**The problem:**
What do the lines say from the one containing "An instance counts as any individually distinguishable seated" to the end of the records? Restate them word for word, and only those.
((
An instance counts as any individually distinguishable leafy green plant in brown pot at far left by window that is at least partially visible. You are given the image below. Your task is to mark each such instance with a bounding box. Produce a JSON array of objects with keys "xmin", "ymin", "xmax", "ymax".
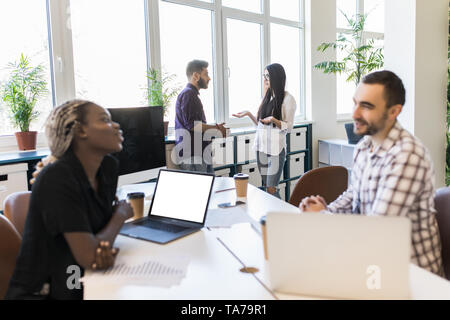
[{"xmin": 0, "ymin": 54, "xmax": 48, "ymax": 150}]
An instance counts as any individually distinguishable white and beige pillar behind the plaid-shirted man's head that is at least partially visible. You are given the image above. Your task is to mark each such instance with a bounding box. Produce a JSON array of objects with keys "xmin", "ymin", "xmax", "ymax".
[{"xmin": 385, "ymin": 0, "xmax": 448, "ymax": 187}]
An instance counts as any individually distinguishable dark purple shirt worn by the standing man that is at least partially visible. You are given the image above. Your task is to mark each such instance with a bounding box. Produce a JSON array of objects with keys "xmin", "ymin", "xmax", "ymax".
[{"xmin": 175, "ymin": 83, "xmax": 209, "ymax": 156}]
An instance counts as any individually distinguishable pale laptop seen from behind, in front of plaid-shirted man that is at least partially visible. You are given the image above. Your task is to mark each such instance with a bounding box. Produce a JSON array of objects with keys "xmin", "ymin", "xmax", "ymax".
[{"xmin": 266, "ymin": 212, "xmax": 411, "ymax": 299}]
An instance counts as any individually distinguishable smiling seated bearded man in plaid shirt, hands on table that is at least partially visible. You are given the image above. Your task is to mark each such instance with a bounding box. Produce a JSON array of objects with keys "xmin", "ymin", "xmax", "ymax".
[{"xmin": 300, "ymin": 71, "xmax": 444, "ymax": 275}]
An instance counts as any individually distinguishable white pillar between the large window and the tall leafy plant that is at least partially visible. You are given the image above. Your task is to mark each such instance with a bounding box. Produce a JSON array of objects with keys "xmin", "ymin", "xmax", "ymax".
[{"xmin": 305, "ymin": 0, "xmax": 347, "ymax": 167}]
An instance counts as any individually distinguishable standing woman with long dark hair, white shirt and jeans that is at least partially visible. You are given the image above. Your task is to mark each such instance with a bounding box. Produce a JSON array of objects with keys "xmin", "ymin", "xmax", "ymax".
[{"xmin": 233, "ymin": 63, "xmax": 296, "ymax": 198}]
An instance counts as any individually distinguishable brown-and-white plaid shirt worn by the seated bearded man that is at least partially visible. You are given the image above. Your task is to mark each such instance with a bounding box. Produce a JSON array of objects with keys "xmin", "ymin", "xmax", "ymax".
[{"xmin": 328, "ymin": 122, "xmax": 444, "ymax": 275}]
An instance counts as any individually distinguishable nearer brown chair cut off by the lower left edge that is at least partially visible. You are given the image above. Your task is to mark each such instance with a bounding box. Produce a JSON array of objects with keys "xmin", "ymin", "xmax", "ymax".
[{"xmin": 0, "ymin": 214, "xmax": 22, "ymax": 299}]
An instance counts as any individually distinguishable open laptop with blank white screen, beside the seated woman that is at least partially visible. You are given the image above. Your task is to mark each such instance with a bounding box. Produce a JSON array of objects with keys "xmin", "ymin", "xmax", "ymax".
[{"xmin": 120, "ymin": 169, "xmax": 214, "ymax": 243}]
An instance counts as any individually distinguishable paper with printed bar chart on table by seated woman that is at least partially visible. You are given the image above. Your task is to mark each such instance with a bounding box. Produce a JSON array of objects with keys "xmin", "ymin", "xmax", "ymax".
[{"xmin": 82, "ymin": 254, "xmax": 189, "ymax": 287}]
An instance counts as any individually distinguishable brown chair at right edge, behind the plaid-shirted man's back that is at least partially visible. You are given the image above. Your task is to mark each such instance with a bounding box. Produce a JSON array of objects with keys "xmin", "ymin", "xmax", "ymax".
[{"xmin": 434, "ymin": 187, "xmax": 450, "ymax": 280}]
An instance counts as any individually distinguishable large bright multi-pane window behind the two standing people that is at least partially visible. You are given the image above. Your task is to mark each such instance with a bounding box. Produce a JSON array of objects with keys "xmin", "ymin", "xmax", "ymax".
[{"xmin": 0, "ymin": 0, "xmax": 305, "ymax": 135}]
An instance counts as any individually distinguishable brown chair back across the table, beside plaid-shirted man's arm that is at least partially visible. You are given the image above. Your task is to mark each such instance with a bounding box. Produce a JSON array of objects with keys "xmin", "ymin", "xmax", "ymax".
[{"xmin": 289, "ymin": 166, "xmax": 348, "ymax": 207}]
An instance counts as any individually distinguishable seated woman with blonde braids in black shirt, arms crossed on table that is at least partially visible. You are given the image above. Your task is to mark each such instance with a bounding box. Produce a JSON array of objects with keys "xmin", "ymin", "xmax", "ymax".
[{"xmin": 6, "ymin": 100, "xmax": 133, "ymax": 299}]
))
**Solution:**
An instance counts as any individually distinguishable seated woman with blonde braids in black shirt, arms crossed on table that is at least partially visible. You are given the image above. Your task is to mark each such instance with a bounding box. Produce a JSON array of objects with keys "xmin", "ymin", "xmax", "ymax".
[{"xmin": 6, "ymin": 100, "xmax": 133, "ymax": 299}]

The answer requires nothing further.